WHAT TO DO: According to the event listing, in what year did police fatally shoot more people than in any previous year?

**** PASSAGE FOR REVIEW

Celebrating Collective Power through the Decades
Virtual Reunion
March 27, 2022 | 6:00-7:30 p.m. EDT
Join fellow Collective Power alums, activists, staff, and students for a virtual reunion! We will have facilitated breakout discussions about reproductive justice and exploring your connection to Collective Power while celebrating together virtually!
Police Violence as a Reproductive Justice Issue
April 6, 2022 | 4:30 p.m. EDT (online)
When George Floyd called out for his mother during his dying moments, he made concrete what reproductive justice advocates have long argued—that police violence is a reproductive justice issue. The state murder of Black men, women, trans and non-binary people, and children interferes with one of the key tenets of reproductive justice – the right to parent children in safe and healthy environments. There is an epidemic of police violence and brutality in the United States—Black people are killed by police at a rate two and a half times that of whites. And despite the ongoing movement against police violence, police fatally shot more people in 2021 than any previous year. Black parents, and especially Black mothers, should not have to bury any more of their children. Please join us for a conversation about understanding police violence as a reproductive justice issue and how reproductive justice advocates can work to end this violence. Panelists include:
- Collette Flanagan, founder of Mothers Against Police Brutality, whose unarmed son, Clinton Allen, was shot to death by a Dallas police officer in March 2013. These experiences in the aftermath of this official homicide – the indifference of Dallas City Hall, the lack of any assistance to the surviving family, the vilification of her son in the media, and finally the impunity enjoyed by the killer – turned her grief into anger and then into action.

********
**** MATERIAL PROVIDED

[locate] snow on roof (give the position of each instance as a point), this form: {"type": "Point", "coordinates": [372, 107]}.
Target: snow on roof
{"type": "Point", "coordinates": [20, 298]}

********

RESPONSE FOR THIS EXERCISE: 2021